Global design architecture firm Gensler published a new report, "Shaping The Future of Cities," to forecast future city design trends.
With more than 70% of the world's population expected to live in cities by 2050, the report anticipates how major urban challenges like climate change, health care and even stressful airport experiences will affect future city designs.
The five areas anticipated to influence the most change in cityscapes include: climate change and micromobility, airports, data centers, patient-driven health care, and museums and libraries.
1. Climate change and micromobility will overhaul cityscapes
"Climate change is on everyone’s mind, and is affecting markets, governments, and people the world over," the report writes. That holds true for the more than 90% of all urban areas that are coastal, putting a majority of cities at risk for flooding and increasingly extreme storms.
As a result, cities will need to adapt and "aggressively" prepare for climate change. Public-private partnerships will dominate to help cities adopt "innovative resilient strategies," in part by zoning low-lying areas like parks and wetlands, and creating elevated transportation networks in advance of floods.

----------

§ To do:
a) In the article on Gensler's city design report, what share of the world's population is expected to live in cities by 2050?
b) Resume the article on Gensler's city design report, picking up right after its final sentence.

----------

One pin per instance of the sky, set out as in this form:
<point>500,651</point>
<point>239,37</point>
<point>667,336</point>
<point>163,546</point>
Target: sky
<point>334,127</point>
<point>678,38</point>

----------

§ Results:
a) More than 70%.

b)
Roadways will also have to adapt to the influx of new mobility vehicles, including autonomous vehicles (AVs), e-bikes and scooters. As more people turn to AVs in the U.S., 500 million parking spaces will open up for redevelopment, making way for reuse opportunities that include outdoor dining or gathering spaces.
2. Airports will become spa-like and attract non-travelers
Airports will evolve from transportation centers to essentially miniature cities, according to the report. The number of people traveling by air is expected to almost double to 7.8 billion people in 2036, according to the International Air Transport Association.
As more people take to the skies, airports will seek ways to make their locations authentic to the surrounding area with locally sourced elements like foods and artwork. Airports will also work to attract local residents with their retail, restaurant and entertainment options. To help lure in non-travelers, airports will in-part focus on wellness experiences to help visitors feel welcome and pampered — think: yoga rooms, outdoor green spaces, gyms and even walking paths.
The 17 million-square-foot Kunming Changshui International Airport in China is an example of such an airport. It includes two hotels, multiple transit connections and a roof that is designed to act like a canopy of leaves, "softly illuminating the concourse, reducing glare, and increasing passenger comfort."
Uber Air skyports also incorporate these trends with co-working areas, retail and restaurant space, and micromobility and ride-hailing zones. Gensler recently unveiled a Los Angeles skyport design that would include fitness centers and even museums to help create a community feel.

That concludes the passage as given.